● Your instructions: Reproduce word for word the stretch of the Miss Foozie passage from "Lucy Foozie (born" through "the United States.".

● Source passage:

********************

In-universe information
- Alias: Lucy Foozie
- Species: Human
- Gender: Female
- Occupation: Personality
- Nationality: American

= Miss Foozie =

Lucy Foozie (born ), better known as simply Miss Foozie, is the stage name of John Foos, a character from Chicago. Time Out Chicago calls her a "drag hostess and entertainer", and Chicago Free Press has awarded her "best female impersonator". Since 2008, Miss Foozie has served as Community Ambassador for ChicagoPride.com.

In 1997, Miss Foozie was "born" at her portrayer's 37th birthday party. Since then, her career has included parades, four movies, and live performances throughout the United States.

********************

● Photo-based referring expression listing:
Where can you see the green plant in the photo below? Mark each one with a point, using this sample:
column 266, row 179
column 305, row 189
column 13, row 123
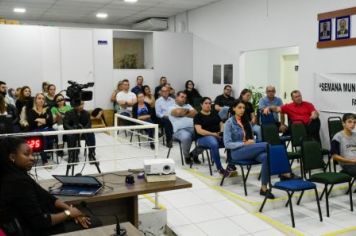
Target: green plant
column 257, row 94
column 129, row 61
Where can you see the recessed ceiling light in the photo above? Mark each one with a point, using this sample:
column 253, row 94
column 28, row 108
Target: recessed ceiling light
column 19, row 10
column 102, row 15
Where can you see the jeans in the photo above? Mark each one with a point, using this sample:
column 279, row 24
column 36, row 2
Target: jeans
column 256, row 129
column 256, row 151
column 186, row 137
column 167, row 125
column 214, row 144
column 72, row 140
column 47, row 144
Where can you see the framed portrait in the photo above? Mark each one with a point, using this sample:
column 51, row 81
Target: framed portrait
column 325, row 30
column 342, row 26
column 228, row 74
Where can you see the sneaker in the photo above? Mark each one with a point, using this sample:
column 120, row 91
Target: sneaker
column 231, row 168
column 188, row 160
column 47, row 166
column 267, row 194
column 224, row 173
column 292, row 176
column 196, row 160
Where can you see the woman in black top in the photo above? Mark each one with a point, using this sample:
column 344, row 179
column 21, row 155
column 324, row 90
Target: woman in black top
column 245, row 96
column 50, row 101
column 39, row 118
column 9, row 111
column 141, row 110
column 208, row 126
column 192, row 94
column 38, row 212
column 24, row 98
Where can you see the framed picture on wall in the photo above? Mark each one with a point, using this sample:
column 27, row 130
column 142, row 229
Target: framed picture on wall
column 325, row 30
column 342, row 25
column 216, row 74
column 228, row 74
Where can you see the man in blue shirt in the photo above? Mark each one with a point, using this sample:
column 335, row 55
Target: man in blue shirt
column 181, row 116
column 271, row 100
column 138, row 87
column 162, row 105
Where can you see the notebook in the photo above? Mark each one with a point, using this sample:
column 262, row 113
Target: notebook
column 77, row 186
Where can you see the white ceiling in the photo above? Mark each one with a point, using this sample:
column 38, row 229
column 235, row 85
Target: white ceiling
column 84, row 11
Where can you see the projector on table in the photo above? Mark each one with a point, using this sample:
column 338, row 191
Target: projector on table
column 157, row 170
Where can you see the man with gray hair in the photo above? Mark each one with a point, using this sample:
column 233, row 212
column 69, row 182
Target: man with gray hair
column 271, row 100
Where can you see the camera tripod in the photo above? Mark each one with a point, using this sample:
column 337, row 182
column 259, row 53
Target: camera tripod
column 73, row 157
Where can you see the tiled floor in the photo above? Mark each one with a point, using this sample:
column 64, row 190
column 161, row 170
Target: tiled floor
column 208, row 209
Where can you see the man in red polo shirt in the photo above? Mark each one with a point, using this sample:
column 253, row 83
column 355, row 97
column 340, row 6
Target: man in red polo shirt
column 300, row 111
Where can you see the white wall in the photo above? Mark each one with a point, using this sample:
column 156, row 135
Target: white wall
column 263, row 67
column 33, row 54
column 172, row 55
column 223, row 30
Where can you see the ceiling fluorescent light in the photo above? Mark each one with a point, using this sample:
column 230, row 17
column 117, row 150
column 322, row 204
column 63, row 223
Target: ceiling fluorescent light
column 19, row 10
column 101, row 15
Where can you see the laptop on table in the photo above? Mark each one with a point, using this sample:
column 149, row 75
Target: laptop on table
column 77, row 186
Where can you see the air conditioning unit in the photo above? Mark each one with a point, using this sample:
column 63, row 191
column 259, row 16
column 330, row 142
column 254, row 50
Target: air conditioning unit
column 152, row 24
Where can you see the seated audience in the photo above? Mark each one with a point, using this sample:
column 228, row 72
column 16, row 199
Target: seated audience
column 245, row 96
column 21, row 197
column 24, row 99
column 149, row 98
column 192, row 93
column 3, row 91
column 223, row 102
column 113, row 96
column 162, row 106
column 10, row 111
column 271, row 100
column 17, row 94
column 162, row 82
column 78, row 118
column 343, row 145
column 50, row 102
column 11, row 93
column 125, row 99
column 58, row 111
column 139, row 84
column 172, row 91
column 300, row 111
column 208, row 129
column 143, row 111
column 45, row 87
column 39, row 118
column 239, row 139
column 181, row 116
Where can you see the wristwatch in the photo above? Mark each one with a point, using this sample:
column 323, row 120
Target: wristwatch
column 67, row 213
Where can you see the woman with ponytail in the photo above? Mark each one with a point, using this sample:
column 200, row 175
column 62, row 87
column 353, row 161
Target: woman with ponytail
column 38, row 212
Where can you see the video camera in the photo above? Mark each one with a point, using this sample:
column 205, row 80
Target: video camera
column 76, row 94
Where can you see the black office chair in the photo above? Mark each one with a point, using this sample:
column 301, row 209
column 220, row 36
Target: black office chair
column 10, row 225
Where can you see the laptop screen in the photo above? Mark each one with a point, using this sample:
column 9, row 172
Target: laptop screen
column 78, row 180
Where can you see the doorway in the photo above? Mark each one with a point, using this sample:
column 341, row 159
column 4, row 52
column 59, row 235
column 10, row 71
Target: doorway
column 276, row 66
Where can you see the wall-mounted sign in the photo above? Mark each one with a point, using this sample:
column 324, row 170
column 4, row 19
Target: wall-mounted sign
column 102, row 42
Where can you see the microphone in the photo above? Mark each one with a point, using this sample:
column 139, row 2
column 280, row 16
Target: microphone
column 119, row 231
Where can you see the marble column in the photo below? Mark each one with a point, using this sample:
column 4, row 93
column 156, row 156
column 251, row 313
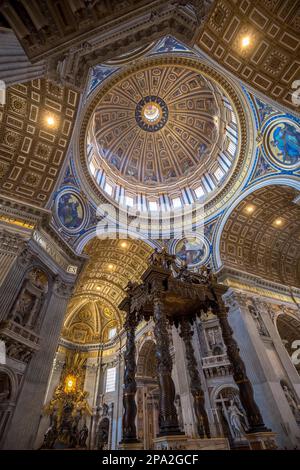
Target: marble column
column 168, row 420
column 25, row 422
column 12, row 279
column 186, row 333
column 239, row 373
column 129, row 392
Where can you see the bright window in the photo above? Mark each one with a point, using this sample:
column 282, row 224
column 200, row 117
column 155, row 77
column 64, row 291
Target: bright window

********************

● Completed exercise:
Lucy Foozie (born ), better known as simply Miss Foozie, is the stage name of John Foos, a character from Chicago. Time Out Chicago calls her a "drag hostess and entertainer", and Chicago Free Press has awarded her "best female impersonator". Since 2008, Miss Foozie has served as Community Ambassador for ChicagoPride.com.

In 1997, Miss Foozie was "born" at her portrayer's 37th birthday party. Since then, her career has included parades, four movies, and live performances throughout the United States.